*** Block opens ***

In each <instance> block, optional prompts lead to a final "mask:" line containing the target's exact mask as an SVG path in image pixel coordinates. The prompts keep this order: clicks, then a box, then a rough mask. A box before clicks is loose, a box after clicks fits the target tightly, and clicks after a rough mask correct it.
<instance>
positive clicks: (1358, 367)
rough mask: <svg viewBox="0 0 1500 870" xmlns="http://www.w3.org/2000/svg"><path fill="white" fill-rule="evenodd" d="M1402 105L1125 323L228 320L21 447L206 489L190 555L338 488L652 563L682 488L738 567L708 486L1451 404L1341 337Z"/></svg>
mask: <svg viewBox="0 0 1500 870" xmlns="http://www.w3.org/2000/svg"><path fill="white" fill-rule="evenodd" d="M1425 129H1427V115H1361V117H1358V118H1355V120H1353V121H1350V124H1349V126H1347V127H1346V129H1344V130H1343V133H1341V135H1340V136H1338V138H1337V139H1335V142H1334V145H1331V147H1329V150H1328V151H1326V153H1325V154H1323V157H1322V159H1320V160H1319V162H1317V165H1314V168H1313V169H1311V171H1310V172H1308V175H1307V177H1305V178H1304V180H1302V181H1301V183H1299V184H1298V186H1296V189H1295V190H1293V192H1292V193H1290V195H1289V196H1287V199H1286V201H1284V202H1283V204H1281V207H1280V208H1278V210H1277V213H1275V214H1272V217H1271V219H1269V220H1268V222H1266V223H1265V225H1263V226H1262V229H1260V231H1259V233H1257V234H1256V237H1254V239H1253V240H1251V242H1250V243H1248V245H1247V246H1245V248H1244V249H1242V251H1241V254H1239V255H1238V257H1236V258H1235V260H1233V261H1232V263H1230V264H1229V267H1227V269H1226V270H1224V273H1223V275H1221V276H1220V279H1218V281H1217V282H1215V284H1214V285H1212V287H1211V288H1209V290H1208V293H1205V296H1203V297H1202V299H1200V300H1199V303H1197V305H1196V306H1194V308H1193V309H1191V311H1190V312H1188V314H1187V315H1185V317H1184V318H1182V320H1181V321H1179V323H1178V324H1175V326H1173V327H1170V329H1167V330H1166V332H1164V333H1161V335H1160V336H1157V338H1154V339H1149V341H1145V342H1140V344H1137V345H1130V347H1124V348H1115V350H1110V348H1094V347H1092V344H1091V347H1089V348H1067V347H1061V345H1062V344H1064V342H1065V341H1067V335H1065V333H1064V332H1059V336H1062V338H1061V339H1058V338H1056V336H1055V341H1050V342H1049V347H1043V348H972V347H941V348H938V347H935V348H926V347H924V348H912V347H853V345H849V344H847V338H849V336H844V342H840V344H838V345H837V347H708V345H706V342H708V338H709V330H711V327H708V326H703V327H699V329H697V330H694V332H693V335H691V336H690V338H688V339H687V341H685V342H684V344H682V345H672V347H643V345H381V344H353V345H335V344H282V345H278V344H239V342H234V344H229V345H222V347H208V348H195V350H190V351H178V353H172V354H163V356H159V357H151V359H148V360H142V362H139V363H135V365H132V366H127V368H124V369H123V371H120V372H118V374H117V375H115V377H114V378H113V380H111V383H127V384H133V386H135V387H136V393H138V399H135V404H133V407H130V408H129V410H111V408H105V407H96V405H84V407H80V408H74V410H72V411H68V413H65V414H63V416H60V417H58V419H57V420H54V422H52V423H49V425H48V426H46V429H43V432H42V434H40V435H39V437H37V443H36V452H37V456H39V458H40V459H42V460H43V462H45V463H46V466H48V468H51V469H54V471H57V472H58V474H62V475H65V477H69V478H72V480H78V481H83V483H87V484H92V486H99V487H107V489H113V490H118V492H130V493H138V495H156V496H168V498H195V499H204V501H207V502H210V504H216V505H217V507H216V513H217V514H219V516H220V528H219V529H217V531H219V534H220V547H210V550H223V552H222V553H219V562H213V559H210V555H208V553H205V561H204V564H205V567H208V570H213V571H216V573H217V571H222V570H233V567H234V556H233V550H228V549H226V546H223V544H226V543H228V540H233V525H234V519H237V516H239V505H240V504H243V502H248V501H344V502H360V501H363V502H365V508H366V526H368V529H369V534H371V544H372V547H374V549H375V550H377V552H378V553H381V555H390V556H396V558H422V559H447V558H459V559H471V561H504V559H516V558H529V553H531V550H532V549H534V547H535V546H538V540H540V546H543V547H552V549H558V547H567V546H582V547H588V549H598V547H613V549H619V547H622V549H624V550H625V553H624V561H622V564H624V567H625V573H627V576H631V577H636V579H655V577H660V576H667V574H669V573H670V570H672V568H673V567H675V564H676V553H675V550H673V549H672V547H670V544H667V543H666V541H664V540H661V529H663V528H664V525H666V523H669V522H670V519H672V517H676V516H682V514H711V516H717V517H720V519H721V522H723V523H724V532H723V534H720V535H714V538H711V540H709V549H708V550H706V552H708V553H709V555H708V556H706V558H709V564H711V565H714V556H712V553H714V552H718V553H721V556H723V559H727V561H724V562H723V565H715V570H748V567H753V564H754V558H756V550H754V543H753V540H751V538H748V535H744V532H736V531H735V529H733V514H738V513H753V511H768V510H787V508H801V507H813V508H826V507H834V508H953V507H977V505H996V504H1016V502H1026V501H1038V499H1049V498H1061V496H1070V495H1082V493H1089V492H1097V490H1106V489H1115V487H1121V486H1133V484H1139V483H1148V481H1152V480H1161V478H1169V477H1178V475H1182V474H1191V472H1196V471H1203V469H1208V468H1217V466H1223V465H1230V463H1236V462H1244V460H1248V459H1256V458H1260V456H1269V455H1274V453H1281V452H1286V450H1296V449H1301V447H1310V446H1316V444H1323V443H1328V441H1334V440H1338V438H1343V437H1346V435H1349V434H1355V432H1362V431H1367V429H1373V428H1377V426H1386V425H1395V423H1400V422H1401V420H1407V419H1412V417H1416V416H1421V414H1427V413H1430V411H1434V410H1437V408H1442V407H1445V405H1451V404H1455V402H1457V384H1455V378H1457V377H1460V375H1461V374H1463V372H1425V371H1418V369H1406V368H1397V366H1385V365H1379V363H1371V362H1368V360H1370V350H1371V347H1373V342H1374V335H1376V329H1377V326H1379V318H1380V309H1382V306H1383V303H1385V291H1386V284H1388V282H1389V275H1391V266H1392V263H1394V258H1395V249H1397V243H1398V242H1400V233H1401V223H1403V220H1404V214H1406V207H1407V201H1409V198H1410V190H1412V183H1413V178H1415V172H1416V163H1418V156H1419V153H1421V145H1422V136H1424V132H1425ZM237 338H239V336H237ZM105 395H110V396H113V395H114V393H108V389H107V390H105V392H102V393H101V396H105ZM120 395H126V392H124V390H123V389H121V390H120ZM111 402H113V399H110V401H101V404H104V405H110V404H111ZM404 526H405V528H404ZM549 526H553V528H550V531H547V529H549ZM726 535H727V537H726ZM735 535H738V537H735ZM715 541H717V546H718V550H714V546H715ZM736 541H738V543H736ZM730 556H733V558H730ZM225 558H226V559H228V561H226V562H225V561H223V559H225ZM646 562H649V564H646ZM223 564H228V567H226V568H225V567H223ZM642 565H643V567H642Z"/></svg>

*** Block closes ***

Print the lines above, unchanged, from the start of the records to the line with "positive clicks: (1358, 367)", including that final line.

In each <instance> block, optional prompts lead to a final "mask:" line containing the target's exact mask as an SVG path in image pixel coordinates. The prompts keep this order: clicks, then a box, then a rough mask. A box before clicks is loose, a box after clicks fits the target tightly, and clicks after a rough mask correct it.
<instance>
positive clicks: (1358, 367)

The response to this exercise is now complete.